[TEXT SEGMENT Boundary: Start]

1 Oct 2020
Prime Minister of the Kingdom of Thailand delivered Thailand’s statement at the Leaders Dialogue I, United Nations Summit on Biodiversity, highlighting the importance of the decline and loss of biodiversity in all areas, emphasising the Member States’ commitment to multilateralism and global unity in order to respond to the world’s challenges together, sharing Thailand’s practices on the changing domestic environmental situation and also reiterating the cooperation between all stakeholders to conserve biodiversity for the future generations.
On 30 September 2020, H.E. General Prayut Chan-o-cha, Prime Minister of the Kingdom of Thailand, delivered Thailand’s statement, via pre-recorded video, at the Leaders Dialogue I of United Nations Summit on Biodiversity under the theme “Addressing biodiversity loss and mainstreaming biodiversity for sustainable development” during the 75th Session of the United Nations General Assembly (UNGA75), in New York, the United States of America.

[TEXT SEGMENT Boundary: End]

--- TASK INSTRUCTIONS ---
a: In the biodiversity summit news item, how did the Prime Minister of Thailand deliver Thailand's statement?
b: Reproduce the biodiversity summit news item from "On 30 September" up to and including "States of America.".
Work from the biodiversity summit news item alone.

[DATASET CONTENT Boundary: Start]

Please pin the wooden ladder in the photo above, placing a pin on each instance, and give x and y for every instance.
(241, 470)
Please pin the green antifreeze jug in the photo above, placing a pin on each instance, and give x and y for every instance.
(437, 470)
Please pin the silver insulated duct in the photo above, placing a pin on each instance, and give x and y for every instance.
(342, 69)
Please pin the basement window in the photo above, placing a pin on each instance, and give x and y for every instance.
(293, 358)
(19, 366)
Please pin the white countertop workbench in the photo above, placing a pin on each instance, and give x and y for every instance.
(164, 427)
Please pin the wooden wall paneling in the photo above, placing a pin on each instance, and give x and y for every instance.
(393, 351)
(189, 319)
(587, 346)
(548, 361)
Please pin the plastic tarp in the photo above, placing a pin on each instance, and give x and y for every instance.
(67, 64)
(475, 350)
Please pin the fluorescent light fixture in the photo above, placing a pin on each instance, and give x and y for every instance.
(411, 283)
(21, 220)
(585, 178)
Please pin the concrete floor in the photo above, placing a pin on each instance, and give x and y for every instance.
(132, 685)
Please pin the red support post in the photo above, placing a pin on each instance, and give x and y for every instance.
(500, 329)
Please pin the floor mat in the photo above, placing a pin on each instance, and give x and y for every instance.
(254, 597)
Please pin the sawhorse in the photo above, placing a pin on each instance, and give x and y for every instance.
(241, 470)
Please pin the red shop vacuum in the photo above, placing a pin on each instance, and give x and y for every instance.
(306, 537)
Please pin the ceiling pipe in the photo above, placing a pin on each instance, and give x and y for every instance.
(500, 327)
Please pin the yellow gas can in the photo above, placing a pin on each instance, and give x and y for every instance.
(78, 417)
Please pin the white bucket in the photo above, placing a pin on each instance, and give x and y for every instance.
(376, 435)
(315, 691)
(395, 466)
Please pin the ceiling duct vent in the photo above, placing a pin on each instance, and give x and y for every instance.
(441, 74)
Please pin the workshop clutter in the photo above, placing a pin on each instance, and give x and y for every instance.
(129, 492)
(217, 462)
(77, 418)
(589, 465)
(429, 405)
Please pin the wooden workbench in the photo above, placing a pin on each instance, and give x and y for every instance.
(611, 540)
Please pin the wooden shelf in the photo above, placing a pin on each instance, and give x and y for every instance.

[DATASET CONTENT Boundary: End]

--- RESPONSES FOR EACH TASK ---
a: Via pre-recorded video.

b:
On 30 September 2020, H.E. General Prayut Chan-o-cha, Prime Minister of the Kingdom of Thailand, delivered Thailand’s statement, via pre-recorded video, at the Leaders Dialogue I of United Nations Summit on Biodiversity under the theme “Addressing biodiversity loss and mainstreaming biodiversity for sustainable development” during the 75th Session of the United Nations General Assembly (UNGA75), in New York, the United States of America.